Exercise brief: Collect every line in the records below that contains the string "sign", and copy each of those lines in full.

___ Extracted data ___

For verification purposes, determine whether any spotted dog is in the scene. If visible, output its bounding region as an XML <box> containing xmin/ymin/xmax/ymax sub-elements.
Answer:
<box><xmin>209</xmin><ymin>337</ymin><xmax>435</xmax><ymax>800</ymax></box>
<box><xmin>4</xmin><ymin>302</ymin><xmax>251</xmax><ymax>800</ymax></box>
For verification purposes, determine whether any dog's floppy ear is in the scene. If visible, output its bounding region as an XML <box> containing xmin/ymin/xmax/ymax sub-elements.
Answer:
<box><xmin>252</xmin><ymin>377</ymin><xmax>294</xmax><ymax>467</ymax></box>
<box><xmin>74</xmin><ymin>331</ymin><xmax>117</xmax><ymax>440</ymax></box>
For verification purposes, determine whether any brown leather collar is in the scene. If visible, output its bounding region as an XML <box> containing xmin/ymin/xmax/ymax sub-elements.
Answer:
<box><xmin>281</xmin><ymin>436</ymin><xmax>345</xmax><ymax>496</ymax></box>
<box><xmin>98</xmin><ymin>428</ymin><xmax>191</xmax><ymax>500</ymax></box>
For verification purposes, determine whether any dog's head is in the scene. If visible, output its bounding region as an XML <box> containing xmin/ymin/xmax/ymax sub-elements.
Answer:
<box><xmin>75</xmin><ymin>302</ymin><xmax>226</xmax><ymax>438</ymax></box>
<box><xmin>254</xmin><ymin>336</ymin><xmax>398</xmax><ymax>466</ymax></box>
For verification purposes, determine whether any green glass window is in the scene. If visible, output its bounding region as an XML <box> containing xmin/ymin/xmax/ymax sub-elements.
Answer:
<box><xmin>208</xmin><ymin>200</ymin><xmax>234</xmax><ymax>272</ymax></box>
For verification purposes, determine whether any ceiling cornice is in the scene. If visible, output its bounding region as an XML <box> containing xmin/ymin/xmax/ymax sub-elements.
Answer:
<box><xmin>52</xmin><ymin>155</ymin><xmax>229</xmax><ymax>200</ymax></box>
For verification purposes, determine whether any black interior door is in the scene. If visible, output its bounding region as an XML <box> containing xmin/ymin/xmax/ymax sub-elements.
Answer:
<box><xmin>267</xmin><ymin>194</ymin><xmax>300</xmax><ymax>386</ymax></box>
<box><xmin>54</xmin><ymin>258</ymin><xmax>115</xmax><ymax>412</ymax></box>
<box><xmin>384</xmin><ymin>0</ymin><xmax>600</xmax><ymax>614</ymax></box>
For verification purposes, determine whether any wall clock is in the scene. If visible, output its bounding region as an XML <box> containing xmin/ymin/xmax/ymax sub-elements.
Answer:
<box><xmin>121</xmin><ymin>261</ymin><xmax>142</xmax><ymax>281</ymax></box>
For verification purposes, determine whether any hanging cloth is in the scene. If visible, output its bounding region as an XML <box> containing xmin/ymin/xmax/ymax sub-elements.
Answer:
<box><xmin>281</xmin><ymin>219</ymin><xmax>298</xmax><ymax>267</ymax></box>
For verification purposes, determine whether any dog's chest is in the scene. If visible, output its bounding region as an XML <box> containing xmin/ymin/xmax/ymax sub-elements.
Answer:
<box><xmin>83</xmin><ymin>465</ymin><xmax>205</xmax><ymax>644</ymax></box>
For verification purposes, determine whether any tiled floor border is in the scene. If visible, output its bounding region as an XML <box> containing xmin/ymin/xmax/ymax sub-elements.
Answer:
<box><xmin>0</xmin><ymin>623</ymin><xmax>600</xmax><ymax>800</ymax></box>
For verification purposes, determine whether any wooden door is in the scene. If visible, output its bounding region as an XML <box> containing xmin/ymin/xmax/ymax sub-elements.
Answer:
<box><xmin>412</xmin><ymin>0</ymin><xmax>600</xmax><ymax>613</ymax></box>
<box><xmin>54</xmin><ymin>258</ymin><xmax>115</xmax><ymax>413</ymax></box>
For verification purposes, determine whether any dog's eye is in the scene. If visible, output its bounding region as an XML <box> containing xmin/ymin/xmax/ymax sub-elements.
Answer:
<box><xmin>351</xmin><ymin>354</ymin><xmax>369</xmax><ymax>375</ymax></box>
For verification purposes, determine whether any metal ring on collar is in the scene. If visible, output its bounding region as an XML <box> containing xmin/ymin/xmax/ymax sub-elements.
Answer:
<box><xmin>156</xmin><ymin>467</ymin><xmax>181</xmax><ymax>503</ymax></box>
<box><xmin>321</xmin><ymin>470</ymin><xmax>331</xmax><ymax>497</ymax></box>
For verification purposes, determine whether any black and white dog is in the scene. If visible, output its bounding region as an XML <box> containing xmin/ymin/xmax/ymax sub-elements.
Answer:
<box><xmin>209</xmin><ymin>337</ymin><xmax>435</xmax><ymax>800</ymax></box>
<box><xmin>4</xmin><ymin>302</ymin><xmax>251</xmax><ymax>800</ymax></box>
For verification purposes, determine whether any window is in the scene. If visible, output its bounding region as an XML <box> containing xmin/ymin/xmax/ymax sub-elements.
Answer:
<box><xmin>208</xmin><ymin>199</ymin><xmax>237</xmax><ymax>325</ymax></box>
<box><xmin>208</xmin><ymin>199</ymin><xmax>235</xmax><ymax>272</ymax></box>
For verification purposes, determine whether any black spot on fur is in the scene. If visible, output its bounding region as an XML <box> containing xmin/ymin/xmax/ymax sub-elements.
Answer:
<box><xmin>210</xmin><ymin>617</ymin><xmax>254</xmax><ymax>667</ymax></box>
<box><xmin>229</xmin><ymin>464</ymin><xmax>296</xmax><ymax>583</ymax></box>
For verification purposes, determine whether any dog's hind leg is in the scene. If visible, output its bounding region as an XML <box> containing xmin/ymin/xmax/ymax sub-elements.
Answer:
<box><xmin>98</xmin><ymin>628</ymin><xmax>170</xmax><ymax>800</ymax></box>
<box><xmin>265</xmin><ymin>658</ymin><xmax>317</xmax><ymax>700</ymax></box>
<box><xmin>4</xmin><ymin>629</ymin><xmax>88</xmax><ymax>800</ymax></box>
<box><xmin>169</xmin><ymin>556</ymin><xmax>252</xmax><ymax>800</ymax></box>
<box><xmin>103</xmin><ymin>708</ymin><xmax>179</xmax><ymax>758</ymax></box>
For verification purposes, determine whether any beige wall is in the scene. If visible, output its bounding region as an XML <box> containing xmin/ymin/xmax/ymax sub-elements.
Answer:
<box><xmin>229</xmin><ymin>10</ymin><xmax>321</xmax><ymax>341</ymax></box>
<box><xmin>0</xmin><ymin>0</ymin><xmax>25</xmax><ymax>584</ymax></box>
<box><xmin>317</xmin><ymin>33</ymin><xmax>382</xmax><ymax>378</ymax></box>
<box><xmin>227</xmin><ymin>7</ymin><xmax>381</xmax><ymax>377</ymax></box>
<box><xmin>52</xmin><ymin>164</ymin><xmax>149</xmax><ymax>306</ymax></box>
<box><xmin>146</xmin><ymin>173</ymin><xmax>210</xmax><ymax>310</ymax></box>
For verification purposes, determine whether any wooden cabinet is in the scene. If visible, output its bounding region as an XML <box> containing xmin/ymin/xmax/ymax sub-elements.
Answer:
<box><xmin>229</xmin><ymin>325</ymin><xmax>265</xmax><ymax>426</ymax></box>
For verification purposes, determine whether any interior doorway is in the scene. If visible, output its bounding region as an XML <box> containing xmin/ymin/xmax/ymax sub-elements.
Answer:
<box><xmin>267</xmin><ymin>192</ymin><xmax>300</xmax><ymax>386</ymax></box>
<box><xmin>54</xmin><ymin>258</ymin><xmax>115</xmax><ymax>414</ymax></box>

___
___ Extracted data ___

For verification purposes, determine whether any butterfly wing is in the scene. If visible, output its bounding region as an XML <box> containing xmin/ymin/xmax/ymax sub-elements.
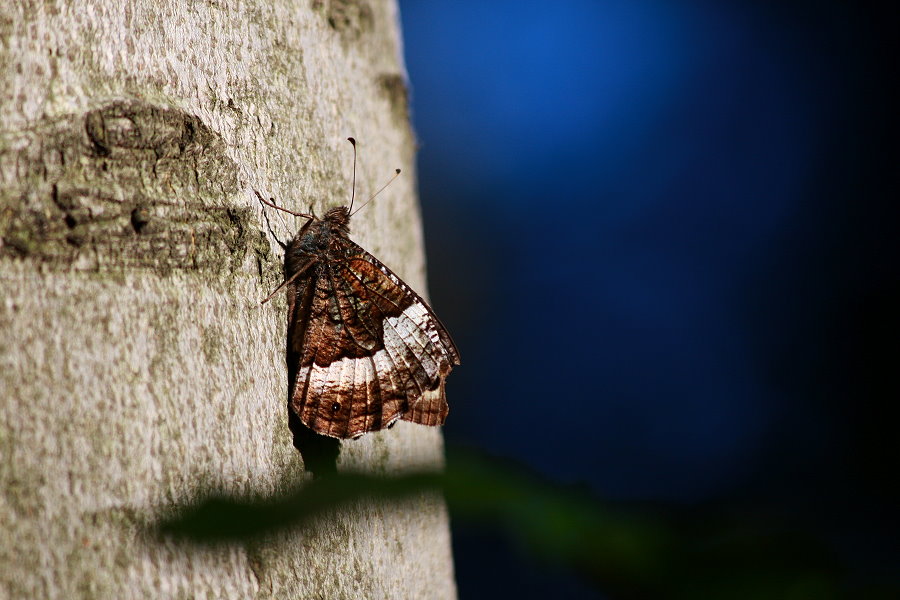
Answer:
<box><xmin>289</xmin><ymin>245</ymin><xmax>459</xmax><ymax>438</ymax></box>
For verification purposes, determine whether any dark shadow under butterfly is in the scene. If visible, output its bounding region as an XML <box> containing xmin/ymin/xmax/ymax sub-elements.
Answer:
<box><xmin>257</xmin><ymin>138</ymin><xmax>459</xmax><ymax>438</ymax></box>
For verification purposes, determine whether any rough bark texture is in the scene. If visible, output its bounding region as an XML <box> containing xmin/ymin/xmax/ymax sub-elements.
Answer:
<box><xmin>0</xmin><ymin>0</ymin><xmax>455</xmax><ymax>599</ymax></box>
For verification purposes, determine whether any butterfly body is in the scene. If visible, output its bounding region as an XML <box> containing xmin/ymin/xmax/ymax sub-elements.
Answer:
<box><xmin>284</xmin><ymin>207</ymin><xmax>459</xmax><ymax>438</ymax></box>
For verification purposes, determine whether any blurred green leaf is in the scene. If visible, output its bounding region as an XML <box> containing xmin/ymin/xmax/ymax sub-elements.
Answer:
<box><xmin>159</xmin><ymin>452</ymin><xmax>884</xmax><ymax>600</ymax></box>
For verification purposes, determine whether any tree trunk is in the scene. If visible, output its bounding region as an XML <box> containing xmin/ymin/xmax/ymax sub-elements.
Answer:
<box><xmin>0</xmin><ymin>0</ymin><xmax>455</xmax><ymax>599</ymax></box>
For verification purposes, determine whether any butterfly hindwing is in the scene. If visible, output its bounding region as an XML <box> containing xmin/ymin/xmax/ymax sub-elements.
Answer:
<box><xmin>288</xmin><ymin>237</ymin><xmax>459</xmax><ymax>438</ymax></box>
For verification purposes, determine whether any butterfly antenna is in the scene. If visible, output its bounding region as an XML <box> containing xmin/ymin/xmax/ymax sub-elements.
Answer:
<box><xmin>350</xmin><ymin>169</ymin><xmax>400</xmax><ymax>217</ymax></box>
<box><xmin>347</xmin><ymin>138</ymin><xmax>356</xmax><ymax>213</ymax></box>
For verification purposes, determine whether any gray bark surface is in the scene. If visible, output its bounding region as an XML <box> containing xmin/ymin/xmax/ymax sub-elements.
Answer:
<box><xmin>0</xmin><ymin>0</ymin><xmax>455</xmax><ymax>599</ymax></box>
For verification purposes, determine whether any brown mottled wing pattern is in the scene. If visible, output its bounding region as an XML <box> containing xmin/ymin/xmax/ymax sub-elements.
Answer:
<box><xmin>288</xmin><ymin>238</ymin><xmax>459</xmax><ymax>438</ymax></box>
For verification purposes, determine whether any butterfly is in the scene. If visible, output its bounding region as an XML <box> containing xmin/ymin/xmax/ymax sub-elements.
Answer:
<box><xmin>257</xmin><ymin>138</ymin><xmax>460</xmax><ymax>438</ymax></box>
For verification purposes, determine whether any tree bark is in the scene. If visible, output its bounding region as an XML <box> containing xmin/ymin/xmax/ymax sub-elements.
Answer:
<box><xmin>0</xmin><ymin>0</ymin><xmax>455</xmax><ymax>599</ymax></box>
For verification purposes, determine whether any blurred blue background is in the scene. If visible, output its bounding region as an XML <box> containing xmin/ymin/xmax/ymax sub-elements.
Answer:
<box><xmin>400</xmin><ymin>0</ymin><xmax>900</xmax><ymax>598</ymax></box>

___
___ Extracted data ___

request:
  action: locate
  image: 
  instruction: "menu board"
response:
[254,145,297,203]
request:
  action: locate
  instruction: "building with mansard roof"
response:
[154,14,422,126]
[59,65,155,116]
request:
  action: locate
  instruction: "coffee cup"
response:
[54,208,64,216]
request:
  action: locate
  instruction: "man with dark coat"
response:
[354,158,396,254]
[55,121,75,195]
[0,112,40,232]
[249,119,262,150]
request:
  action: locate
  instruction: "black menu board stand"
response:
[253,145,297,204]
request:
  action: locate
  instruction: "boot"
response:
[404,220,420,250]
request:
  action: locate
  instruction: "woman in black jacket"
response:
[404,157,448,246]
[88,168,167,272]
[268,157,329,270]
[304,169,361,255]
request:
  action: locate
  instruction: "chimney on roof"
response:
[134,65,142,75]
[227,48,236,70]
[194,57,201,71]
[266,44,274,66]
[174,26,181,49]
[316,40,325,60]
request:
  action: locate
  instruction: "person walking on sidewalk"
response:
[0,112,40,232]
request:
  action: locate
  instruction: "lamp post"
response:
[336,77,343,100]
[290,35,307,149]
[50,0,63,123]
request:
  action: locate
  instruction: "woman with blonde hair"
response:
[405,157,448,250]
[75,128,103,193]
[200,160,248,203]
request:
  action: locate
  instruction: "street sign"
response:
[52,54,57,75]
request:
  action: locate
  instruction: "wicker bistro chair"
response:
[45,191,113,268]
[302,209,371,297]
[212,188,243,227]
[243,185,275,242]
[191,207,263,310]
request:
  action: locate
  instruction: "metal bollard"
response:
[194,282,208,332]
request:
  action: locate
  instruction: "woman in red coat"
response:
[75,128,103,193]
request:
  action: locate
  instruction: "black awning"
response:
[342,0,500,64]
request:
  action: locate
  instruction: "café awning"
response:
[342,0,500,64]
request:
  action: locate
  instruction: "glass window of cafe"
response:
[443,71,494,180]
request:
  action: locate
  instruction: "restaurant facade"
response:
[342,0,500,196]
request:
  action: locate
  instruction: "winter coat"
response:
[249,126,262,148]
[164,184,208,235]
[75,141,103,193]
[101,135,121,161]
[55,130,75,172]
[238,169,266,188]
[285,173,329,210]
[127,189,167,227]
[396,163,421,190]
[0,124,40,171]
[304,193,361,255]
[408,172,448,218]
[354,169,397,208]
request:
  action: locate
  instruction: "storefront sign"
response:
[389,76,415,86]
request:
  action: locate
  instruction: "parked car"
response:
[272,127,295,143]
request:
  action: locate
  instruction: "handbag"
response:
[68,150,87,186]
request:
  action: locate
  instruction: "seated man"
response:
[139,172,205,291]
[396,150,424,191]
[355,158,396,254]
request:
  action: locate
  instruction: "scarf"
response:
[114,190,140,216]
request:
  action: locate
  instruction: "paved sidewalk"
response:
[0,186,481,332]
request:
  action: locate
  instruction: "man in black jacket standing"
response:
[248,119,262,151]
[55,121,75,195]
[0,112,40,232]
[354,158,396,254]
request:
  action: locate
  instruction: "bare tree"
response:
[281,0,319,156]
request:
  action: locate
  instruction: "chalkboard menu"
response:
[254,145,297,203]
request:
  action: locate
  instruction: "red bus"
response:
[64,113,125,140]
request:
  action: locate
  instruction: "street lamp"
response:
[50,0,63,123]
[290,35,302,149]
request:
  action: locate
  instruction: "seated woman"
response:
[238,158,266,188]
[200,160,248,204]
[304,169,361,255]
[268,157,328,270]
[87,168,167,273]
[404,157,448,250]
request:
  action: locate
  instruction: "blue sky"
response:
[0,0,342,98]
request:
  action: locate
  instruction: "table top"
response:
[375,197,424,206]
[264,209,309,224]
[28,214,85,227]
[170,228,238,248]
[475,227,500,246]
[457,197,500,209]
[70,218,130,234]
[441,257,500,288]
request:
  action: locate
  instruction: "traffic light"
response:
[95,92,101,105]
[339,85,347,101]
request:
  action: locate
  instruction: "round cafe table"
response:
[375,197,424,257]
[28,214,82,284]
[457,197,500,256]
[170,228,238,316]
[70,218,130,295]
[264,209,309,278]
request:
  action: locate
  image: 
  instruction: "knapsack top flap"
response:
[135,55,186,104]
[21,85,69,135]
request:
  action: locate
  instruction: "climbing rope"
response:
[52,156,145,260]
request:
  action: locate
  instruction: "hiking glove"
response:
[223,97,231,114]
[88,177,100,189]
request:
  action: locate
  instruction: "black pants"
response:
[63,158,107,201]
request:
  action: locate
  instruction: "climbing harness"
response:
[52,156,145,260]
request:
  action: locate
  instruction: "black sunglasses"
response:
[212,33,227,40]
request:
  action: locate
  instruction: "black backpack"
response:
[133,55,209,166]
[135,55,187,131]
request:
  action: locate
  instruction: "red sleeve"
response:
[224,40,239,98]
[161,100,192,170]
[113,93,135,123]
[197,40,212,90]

___

Response:
  instruction: "street sign"
  instruction: "storefront sign"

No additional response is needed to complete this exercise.